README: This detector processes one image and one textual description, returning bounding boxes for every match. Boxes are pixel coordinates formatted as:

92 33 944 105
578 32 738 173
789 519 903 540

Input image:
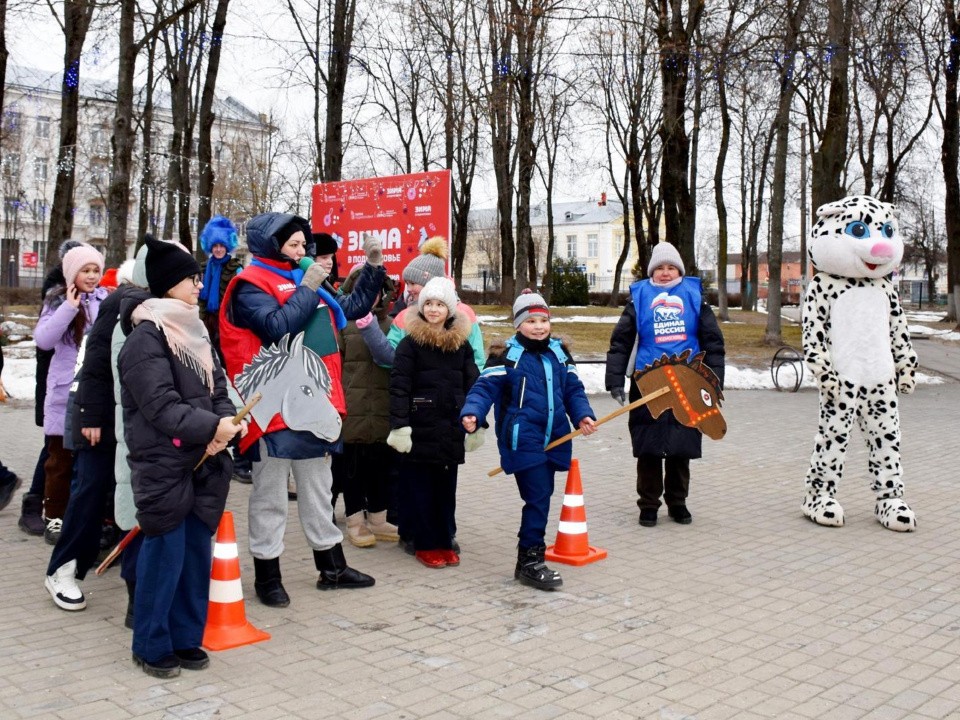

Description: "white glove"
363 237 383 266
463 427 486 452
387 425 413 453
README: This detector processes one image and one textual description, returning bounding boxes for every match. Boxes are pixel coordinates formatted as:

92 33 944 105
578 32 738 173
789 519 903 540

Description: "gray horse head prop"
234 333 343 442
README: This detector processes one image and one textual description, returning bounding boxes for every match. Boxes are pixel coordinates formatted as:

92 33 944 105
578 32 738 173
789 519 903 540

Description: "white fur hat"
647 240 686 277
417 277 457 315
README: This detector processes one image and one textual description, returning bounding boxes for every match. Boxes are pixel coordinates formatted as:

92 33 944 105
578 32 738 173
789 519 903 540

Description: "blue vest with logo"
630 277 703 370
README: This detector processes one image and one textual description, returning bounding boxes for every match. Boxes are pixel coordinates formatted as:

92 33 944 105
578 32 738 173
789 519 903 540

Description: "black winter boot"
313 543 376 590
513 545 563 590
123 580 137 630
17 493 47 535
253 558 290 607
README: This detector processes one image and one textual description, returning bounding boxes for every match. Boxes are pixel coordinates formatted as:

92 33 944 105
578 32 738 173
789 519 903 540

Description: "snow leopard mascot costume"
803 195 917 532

**TASK DESCRIPTION**
Reproduce all of the entries above verbatim, omitting any pictures.

**FULL RESPONSE**
README: This detector processes one image and one textual description, returning bounding boxes for every match. Boxes are pixel coordinates formatted as:

92 33 944 105
578 32 738 173
789 519 903 540

Input image:

Description: "white glove"
363 237 383 266
463 427 486 452
387 425 413 453
README: This detector processes one image and one textual description, returning bounding boxes for every match. Boxes are pixel coordinates formatted as:

92 33 944 105
578 32 738 173
789 519 903 540

Description: "gray horse head prop"
234 333 343 442
README: This detector processes one image and one textual description, returning bounding boxes for every match. Boxes are pixel coordinates formatted as:

92 33 944 105
578 32 738 173
789 519 903 540

Description: "white fur hat"
647 240 686 277
417 277 457 315
README: This detector processes one image and one textual description, returning bounding boxes for every match. Boxes are pixel coordinates formatted as:

92 33 944 105
578 32 738 173
789 519 903 540

Description: "blue vest with logo"
630 277 703 370
README: This detector processes one image and one textual description, returning bounding boxes for every match. Boxes are pixel coordinates formatted as:

92 33 944 105
578 32 738 173
789 519 903 540

Description: "black winter boot"
313 543 376 590
513 545 563 590
123 580 137 630
17 493 47 535
253 558 290 607
README: This detector processes one image and one textual description, returning bounding boxes for every match. Boxes are pixel coordinates formatted as:

92 33 944 105
578 32 738 173
789 519 903 540

Description: "snow leopard mascot costume"
803 195 917 532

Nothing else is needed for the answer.